SENTENZA “LA FIDEJUSSIONE DEL CONSUMATORE
n. 939/2019 R.G.
REPUBBLICA ITALIANA
IN NOME DEL POPOLO ITALIANO
Il Tribunale di Alessandria, prima sezione civile, nella persona del giudice Stefano Moltrasio, ha pronunciato
S E N T E N Z A
nella causa civile di I° grado, iscritta al n. 1085/2017 del Ruolo Generale, promossa da:
X e Y, elettivamente domiciliati in Genova,
attori-opponenti
c o n t r o
Banca S.p.A.,
convenuta-opposta
Concisa esposizione delle ragioni di fatto e di diritto
X e Y oppongono il decreto ingiuntivo n. 13/2017 portante, a loro carico ed in solido col debitore principale Z, il pagamento in favore di Banca S.p.A. di € 131.995,76 oltre interessi e spese.
Eccepiscono l’inammissibilità del ricorso monitorio per carenza di legittimazione attiva della spa cessionaria , carenza di poteri di rappresentanza sostanziale e giudiziale, carenza di ius postulandi; la decadenza dall’azione ai sensi dell’art. 1957 cod. civ.; la liberazione di essi fideiussori ai sensi dell’art. 1956 cod. civ.; la carenza di prova dell’ammontare del credito.
Resiste Banca S.p.A. contestando le eccezioni e concludendo per la conferma del provvedimento monitorio sulla base della documentazione prodotta.
- 3.
La cessionaria ha agito in veste di procuratore, in virtù di procura registrata in data 13.11.2015 (doc. n. 13), confermata con procura 6.6.2016 (doc. n. 14).

Breve esercizio 1:
Estragga dalle voci ogni riga che contiene la stringa "striped", distinguendo tra maiuscole e minuscole.

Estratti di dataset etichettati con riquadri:

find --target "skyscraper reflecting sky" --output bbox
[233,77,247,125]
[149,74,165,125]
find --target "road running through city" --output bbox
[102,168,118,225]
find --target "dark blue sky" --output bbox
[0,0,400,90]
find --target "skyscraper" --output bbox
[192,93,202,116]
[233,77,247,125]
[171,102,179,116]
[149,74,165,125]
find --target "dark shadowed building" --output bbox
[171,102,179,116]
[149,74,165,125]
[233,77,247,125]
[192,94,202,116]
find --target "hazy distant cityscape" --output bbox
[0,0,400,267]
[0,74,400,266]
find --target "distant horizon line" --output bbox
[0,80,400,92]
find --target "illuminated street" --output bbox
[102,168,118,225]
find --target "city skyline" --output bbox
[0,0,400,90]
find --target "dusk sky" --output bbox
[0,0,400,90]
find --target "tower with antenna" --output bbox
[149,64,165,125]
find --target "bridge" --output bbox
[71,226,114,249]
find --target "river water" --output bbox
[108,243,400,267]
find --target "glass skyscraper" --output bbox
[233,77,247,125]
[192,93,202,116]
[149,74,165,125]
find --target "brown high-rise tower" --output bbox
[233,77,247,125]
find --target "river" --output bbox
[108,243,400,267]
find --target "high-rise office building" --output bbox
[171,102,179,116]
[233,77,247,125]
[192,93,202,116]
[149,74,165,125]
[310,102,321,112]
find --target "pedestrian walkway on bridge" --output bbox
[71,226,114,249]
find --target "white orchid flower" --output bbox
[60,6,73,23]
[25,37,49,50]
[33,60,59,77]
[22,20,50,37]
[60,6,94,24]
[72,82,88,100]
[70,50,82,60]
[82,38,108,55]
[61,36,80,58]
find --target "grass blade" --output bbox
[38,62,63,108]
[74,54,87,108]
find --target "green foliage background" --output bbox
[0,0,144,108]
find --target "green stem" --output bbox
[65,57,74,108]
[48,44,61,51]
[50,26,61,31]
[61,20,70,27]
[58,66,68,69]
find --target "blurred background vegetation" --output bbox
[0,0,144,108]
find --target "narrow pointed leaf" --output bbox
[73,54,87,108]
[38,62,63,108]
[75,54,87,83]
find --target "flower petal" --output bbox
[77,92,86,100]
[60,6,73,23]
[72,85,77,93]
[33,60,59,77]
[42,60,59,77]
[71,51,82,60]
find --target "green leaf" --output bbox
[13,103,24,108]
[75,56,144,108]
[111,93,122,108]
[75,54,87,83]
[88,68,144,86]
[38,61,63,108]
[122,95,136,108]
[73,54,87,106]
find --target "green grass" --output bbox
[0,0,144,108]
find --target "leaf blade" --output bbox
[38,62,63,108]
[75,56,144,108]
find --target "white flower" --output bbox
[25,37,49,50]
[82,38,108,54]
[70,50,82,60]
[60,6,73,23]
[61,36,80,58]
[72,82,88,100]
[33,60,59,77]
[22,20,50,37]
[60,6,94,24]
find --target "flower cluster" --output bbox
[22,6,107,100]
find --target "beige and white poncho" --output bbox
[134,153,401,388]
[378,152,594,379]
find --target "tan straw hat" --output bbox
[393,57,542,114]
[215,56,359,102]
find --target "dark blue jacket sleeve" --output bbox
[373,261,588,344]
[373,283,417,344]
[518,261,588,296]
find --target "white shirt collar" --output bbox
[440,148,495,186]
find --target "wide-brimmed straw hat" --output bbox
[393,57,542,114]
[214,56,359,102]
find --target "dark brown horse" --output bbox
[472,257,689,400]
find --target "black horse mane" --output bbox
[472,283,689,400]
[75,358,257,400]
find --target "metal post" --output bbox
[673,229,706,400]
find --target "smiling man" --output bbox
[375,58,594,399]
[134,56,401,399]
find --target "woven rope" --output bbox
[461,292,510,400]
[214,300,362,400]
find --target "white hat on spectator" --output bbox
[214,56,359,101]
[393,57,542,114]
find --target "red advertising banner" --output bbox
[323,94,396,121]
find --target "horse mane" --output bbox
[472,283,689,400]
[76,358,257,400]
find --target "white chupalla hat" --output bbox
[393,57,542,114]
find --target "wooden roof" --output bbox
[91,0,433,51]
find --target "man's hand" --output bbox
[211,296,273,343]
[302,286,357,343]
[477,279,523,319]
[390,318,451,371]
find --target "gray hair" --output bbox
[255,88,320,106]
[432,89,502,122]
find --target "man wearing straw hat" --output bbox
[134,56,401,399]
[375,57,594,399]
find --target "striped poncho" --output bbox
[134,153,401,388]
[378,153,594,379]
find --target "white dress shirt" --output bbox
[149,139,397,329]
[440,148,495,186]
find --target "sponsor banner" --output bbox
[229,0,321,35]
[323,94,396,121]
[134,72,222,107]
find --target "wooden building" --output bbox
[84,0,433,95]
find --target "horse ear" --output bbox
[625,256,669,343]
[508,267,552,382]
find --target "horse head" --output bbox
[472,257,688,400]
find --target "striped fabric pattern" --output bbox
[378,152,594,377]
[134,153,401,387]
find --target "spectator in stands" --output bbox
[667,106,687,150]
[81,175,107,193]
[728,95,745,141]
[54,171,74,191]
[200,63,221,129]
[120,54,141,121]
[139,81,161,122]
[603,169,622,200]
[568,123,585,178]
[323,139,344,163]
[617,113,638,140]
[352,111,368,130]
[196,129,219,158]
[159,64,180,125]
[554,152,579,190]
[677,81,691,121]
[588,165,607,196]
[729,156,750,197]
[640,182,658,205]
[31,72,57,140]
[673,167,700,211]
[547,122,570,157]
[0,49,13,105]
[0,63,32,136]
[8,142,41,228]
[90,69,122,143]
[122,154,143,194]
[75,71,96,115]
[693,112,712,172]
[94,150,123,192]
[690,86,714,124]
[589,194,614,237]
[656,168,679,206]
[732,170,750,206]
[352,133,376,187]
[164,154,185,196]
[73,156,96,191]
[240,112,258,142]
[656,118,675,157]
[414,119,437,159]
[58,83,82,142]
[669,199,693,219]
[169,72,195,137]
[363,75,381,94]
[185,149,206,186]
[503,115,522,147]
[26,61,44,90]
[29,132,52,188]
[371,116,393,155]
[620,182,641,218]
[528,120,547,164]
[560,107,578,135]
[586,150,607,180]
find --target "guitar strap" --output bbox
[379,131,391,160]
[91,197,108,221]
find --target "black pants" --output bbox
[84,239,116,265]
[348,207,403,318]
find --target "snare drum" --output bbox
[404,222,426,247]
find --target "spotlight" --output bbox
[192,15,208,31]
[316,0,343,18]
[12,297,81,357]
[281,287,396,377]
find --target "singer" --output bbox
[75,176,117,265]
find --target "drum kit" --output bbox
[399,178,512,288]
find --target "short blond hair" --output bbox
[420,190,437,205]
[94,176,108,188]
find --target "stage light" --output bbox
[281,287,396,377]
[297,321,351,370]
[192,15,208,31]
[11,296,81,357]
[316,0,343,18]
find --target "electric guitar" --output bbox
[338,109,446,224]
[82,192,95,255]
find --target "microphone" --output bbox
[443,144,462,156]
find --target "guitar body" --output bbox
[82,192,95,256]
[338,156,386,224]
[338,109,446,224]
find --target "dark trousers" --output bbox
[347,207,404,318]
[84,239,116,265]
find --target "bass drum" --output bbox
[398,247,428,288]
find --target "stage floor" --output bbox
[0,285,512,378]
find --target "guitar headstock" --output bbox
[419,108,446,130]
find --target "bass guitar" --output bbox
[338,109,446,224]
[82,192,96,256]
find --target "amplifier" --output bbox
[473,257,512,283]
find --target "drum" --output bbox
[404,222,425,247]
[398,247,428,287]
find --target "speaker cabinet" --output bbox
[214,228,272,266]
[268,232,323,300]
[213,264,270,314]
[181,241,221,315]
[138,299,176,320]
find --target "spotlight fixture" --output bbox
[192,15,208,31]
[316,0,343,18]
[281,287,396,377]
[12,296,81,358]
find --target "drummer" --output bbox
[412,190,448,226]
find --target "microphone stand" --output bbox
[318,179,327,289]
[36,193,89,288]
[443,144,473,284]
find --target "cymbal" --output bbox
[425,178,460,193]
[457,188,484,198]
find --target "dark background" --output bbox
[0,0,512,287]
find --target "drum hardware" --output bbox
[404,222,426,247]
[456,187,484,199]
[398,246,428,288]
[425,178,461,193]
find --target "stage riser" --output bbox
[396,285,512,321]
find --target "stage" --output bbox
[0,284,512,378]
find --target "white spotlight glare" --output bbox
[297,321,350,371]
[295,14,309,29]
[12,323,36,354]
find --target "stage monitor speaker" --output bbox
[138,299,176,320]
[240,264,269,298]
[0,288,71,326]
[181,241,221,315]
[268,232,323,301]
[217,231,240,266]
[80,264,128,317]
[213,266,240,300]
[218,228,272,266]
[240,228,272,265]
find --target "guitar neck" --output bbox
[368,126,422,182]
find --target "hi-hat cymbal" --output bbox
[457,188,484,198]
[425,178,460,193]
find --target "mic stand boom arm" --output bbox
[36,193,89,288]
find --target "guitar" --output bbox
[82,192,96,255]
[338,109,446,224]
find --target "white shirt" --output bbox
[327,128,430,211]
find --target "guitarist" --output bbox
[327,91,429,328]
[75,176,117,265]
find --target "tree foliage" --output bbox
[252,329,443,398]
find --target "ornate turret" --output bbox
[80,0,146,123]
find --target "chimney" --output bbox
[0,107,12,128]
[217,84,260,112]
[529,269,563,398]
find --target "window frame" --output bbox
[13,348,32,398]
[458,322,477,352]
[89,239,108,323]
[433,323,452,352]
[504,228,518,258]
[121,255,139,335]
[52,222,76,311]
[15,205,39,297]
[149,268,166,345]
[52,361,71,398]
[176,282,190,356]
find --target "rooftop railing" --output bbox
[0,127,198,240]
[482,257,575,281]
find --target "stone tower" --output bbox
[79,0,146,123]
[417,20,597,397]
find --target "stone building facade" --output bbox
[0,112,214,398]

Breve esercizio 2:
Secondo la sentenza, quale somma il decreto ingiuntivo n. 13/2017 pone a carico di X e Y in favore di Banca S.p.A.?

Risposta attesa 1:
find --target "striped poncho" --output bbox
find --target "striped fabric pattern" --output bbox

Risposta attesa 2:
€ 131.995,76 oltre interessi e spese.